Schriftliche Aufgaben:
1. Wofür steht laut dem Text zu queeren Begriffen das Pluszeichen in der Abkürzung LGBTQI+?
2. Schreiben Sie aus dem Text zu queeren Begriffen die Passage ab, die mit „Vielfalt in der“ beginnt und bis einschließlich „und Audre Lorde.“ reicht.
3. Knüpfen Sie an das Ende des Textes zu queeren Begriffen an und setzen Sie ihn fort.
------ Abgebildeter Text ------
Queere Begriffe: Die LGBTQI+ Community verstehen
Was heißt eigentlich “queer” und was bedeutet LGBTQI+?
LGBTQI+ ist eine Abkürzung für Lesbian, Gay, Bi, Trans, Queer und Intersex. Das + steht dafür, dass die Aufzählung nicht abgeschlossen ist. Aus dem Englischen übersetzt bedeutet das lesbisch, schwul, bisexuell, trans, queer und intersexuell.
Zum Verständnis: Queer ist ein Sammelbegriff für nicht heterosexuelle und Menschen, die sich nicht oder teilweise ihrem Geburtsgeschlecht zugehörig fühlen. Intersexuelle Menschen lassen sich nicht eindeutig in das System aus zwei Geschlechtern einordnen, fühlen sich also weder als nur männliche oder nur weibliche Person.
Es ist nicht unwahrscheinlich, dass du Menschen aus der LGBTQI+ Community kennst, ohne es zu wissen. Vielleicht hatten sie ganz allgemein oder dir gegenüber noch kein “Coming out”.
Das kleine ABC rund um weitere Begriffe der queeren Bewegung
Beginnen wir mit dem Buchstaben „A“. Das A kann beispielsweise für asexuell stehen. Wenn du asexuell bist, verspürst du keine bis eine geringe sexuelle Anziehung. „B“ kann für binäres Geschlecht stehen. Das heißt, dass Menschen immer noch annehmen, es gebe nur zwei Geschlechter. „C“ steht beispielsweise für cis-/cisgeschlechtlich. Cis Menschen haben eine geschlechtliche Identität, die zu ihrem zugeschriebenen Geburtsgeschlecht passt. Im Übrigen liegt der Ursprung im lateinischen (auf dieser Seite, diesseits, binnen, innerhalb), das Gegenteil von trans- (auf der anderen Seite, über-, hinüber-). Mehr Informationen findest du unter Gender, geschlechtliche Identität.
Eine gute Zusammenfassung von queeren Begriffen, Flaggen und Symbolen findest du in der online Anlaufstelle queer-Lexikon oder unter das kleine ABC LGBT*IQ.
Vielfalt in der und für die LGBTQI+ Community sichtbar machen
Vielleicht kennst du aber schon eine dieser drei Persönlichkeiten: Ludovic-Mohamed Zahed, Barry Manilow und Audre Lorde.
Der Franzose Ludovic Mohammed Zahed ist ein schwuler Imam, der die erste gay freundliche Moschee in Paris 2012 eröffnete. Der Sänger Barry Mailow ist jüdisch und schwul, während die Dichterin Audre Lorde schwarz und lesbisch war. Was haben diese Menschen alle gemeinsam? Keiner von Ihnen ist weiß und christlich geprägt. Das ist deswegen von essenzieller Bedeutung, weil in der LGBTQI+ Community selbst auch Vielfalt herrscht, die für außenstehende nicht immer sichtbar sein mag. Zur LGBTQI+ Community gehören: Black, Indigenous, People of Color, Muslim*innen, jüdische Menschen und viele mehr.
------ Vorliegende Datensätze ------
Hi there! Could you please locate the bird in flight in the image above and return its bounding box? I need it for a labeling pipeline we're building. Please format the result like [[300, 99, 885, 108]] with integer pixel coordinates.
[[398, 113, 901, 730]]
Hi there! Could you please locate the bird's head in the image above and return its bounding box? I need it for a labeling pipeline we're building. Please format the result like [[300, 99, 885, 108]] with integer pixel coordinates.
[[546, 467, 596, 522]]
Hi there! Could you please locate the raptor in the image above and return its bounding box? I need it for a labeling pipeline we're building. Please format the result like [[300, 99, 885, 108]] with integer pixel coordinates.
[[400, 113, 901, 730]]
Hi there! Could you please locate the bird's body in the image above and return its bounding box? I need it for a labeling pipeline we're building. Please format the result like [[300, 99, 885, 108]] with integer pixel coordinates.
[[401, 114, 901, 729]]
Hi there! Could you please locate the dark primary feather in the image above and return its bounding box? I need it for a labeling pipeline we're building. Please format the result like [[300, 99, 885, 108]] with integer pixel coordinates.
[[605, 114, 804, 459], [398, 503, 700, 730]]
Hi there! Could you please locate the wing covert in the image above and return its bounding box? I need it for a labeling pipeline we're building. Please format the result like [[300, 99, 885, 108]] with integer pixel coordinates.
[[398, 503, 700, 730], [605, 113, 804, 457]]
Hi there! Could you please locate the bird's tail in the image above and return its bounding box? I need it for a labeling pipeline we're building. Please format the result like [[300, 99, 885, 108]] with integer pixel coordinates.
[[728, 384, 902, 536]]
------
------ Vorliegende Datensätze ------
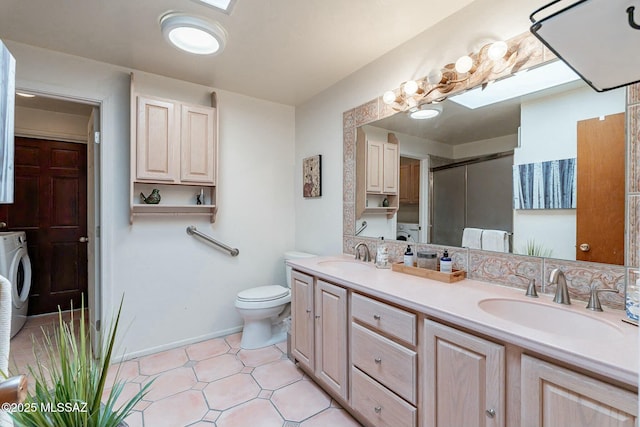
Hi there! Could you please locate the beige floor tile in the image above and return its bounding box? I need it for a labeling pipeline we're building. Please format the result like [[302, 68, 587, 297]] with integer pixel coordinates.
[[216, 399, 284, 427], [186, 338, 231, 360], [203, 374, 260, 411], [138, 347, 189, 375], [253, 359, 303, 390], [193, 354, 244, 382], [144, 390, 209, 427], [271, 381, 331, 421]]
------
------ Vorliegende Datensätze ------
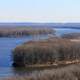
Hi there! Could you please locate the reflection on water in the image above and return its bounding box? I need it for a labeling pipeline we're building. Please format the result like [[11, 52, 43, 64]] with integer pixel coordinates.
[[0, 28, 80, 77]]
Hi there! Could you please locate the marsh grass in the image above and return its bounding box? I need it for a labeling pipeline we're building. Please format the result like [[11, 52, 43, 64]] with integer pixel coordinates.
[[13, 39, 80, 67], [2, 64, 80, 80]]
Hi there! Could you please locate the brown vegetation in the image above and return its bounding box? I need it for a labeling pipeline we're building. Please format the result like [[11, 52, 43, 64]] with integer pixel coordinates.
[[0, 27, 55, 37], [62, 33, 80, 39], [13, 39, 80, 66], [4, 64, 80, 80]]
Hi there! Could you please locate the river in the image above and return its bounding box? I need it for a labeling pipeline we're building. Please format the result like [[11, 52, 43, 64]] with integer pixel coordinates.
------
Ergebnisse der Aufgaben:
1. Es steht dafür, dass die Aufzählung nicht abgeschlossen ist.

2.
Vielfalt in der und für die LGBTQI+ Community sichtbar machen
Vielleicht kennst du aber schon eine dieser drei Persönlichkeiten: Ludovic-Mohamed Zahed, Barry Manilow und Audre Lorde.

3.
Um die Vielfalt in der LGBTQI+ Community sichtbar zu machen, müssen auch nicht weiße und christlich geprägte Menschen in Büchern und Filmen repräsentiert werden.
Die fehlende Repräsentation von nicht weißen Menschen hat unter anderem zur Folge, dass noch heute Minderheiten in der LGBTQI+ Community für die Akzeptanz und Gleichstellung mit anderen queeren Personen kämpfen. Zur selben Zeit fordert die LGBTQI+ Community als Ganze die Gleichstellung in der Gesellschaft mit heterosexuellen und cis Menschen.
Um auch queeren Menschen mit Rassismuserfahrungen in der Community zu helfen, hat das Regenbogenportal- vom Bundesministerium für Familie, Senioren, Frauen und Jugend- Anlaufstellen in Deutschland zusammengestellt. Eine spezielle Beratung für LGBTQI+ Menschen mit Rassismuserfahrungen unter anderem zum Thema Coming Out findest du hier.
Lebenssituation der LGBTQI+ Community in Deutschland
Die Ziele der queeren Community lassen sich weltweit unter den Wörtern „Gleichstellung“ und „Akzeptanz“ in der Gesellschaft zusammenfassen. Wie viel Arbeit noch vor uns liegt, bis die Ziele zumindest in Deutschland erreicht werden, zeigt sich in der Lebensrealität von der LGBTQI+ Gemeinschaft.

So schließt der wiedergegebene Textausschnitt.